[Data items]
────

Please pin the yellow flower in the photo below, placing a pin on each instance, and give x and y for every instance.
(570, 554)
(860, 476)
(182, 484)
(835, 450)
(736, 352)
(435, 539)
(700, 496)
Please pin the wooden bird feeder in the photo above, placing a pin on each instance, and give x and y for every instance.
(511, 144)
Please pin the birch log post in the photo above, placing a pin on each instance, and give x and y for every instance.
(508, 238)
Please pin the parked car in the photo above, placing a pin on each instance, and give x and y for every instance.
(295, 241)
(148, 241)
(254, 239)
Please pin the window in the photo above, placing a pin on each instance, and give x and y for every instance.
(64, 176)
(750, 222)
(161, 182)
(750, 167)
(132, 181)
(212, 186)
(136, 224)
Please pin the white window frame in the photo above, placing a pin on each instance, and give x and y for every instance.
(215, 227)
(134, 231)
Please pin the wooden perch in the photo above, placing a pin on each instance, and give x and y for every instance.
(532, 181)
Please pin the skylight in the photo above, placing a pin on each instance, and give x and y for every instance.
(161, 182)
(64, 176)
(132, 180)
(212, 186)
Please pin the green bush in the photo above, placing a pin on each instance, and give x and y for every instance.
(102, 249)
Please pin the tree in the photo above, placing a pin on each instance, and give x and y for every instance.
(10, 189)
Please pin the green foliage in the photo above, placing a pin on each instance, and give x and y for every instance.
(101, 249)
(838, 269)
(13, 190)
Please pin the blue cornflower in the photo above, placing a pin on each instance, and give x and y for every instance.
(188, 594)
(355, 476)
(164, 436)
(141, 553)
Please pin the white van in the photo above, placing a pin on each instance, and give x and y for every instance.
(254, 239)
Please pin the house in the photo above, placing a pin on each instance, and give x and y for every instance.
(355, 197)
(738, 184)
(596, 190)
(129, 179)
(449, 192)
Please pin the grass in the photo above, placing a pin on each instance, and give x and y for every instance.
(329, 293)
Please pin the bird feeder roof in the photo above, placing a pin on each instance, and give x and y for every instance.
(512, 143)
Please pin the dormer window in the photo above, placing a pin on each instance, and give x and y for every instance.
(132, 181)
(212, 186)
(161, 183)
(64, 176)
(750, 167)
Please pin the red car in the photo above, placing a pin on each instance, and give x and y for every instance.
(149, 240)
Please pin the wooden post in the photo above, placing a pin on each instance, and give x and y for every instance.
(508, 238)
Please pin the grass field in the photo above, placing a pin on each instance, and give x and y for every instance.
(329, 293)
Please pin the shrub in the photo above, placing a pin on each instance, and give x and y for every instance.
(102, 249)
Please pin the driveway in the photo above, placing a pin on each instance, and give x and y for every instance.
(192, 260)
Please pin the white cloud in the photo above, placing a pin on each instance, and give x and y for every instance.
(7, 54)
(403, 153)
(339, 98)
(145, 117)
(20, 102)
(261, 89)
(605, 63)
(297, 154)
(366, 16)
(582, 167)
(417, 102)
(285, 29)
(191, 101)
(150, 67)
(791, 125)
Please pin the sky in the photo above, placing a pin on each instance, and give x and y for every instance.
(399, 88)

────

**Task prompt**
Exactly as they appear above, print all the entries.

**Response**
Please pin the yellow flower in the photo below, placing a pin on each instance, and give x and y for every instance.
(570, 554)
(860, 476)
(182, 484)
(835, 450)
(736, 352)
(435, 539)
(700, 496)
Please pin the wooden bird feeder in the photo above, placing a pin on each instance, and give x and y for every instance.
(511, 144)
Please pin the birch log post in the photo above, placing a pin on each instance, and give x and y for every instance.
(508, 238)
Please pin the parked car in the photo above, placing a pin on each instance, and give x and y for every instance.
(295, 241)
(148, 241)
(254, 239)
Please pin the window in the photo above, placing a pin on each instance, and give x and y for every instance.
(64, 176)
(750, 222)
(161, 182)
(750, 167)
(132, 181)
(212, 186)
(136, 224)
Please pin the white window frame in the photo above, placing a pin on each instance, and give x and y for every instance.
(215, 227)
(134, 231)
Please pin the wooden perch in the photo above, placing a pin on each instance, and give x and y for every instance.
(532, 181)
Please pin the skylight in the photo above, placing a pin on each instance, and give x and y for every instance.
(161, 182)
(64, 176)
(132, 180)
(212, 186)
Please pin the green bush in the photo above, placing a pin on each instance, and give x and y for every instance.
(102, 249)
Please pin the tree in the photo above, placing a pin on each instance, and give x and y for every instance.
(10, 189)
Please pin the green foliage in the photo above, placing a pin on each instance, and give x and y for every instance.
(101, 249)
(838, 269)
(13, 190)
Please pin the blue cornflower in the photo above, placing a pin on each instance, and give x and y for every instance.
(188, 594)
(355, 476)
(164, 436)
(141, 553)
Please pin the white van in the photo above, placing a pin on each instance, and give x and y for every instance.
(254, 239)
Please pin the house in the photo above, placing a pin on each instance, and give x and y for every instance.
(355, 197)
(738, 184)
(596, 190)
(129, 179)
(449, 192)
Please pin the grass in the photo above, placing a pin on each instance, and give x and y for every instance.
(329, 293)
Please pin the bird feeder roof in the photo above, placing a pin on each instance, and give x and y for every instance.
(512, 143)
Please pin the dormer window in the photo above, placing a pin on each instance, and give x and y for every instance.
(132, 181)
(212, 186)
(161, 183)
(64, 176)
(750, 167)
Please pin the red car in the photo above, placing a pin on each instance, and give x and y for every instance.
(149, 240)
Please pin the wooden post in the photo above, placing a pin on each instance, and give x and y for every instance.
(508, 238)
Please pin the grass field in the photo above, placing a pin on each instance, and give x and y for every instance.
(329, 293)
Please pin the shrub in the photo above, placing a pin on each instance, and give x and y for every instance.
(102, 249)
Please pin the driveway in the photo above, placing a pin on each instance, and give x and y for every instance.
(192, 260)
Please pin the white cloud in the photo above, placing a pin on each instance, and give x and y for every instance.
(7, 54)
(403, 153)
(339, 98)
(145, 117)
(20, 102)
(261, 89)
(605, 63)
(297, 154)
(366, 16)
(582, 167)
(417, 102)
(285, 29)
(191, 101)
(150, 67)
(791, 125)
Please pin the sky in the photo above, placing a pin on each instance, and give x and y for every instance.
(399, 88)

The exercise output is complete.